** WORK ORDER **
Without changing a single word, set down all of the records.

** TASK DATA **
[Start of section]

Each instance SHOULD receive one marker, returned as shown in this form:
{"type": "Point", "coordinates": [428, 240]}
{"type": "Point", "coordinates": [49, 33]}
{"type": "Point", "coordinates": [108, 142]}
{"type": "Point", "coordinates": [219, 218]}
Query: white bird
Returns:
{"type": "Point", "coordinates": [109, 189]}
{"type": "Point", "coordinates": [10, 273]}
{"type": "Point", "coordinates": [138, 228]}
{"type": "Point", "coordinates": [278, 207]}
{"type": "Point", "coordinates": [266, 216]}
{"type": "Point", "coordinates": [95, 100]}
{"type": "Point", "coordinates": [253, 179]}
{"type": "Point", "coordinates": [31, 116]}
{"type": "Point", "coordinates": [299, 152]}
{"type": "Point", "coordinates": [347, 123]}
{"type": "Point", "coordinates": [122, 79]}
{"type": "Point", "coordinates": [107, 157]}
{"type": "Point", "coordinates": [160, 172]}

[End of section]

** ANSWER FOR THE TASK **
Each instance SHOULD receive one marker, returned as shown in this form:
{"type": "Point", "coordinates": [428, 240]}
{"type": "Point", "coordinates": [49, 33]}
{"type": "Point", "coordinates": [108, 142]}
{"type": "Point", "coordinates": [219, 218]}
Query: white bird
Returns:
{"type": "Point", "coordinates": [109, 189]}
{"type": "Point", "coordinates": [10, 273]}
{"type": "Point", "coordinates": [138, 228]}
{"type": "Point", "coordinates": [278, 207]}
{"type": "Point", "coordinates": [266, 216]}
{"type": "Point", "coordinates": [95, 100]}
{"type": "Point", "coordinates": [253, 179]}
{"type": "Point", "coordinates": [31, 116]}
{"type": "Point", "coordinates": [299, 152]}
{"type": "Point", "coordinates": [347, 123]}
{"type": "Point", "coordinates": [122, 79]}
{"type": "Point", "coordinates": [107, 157]}
{"type": "Point", "coordinates": [160, 172]}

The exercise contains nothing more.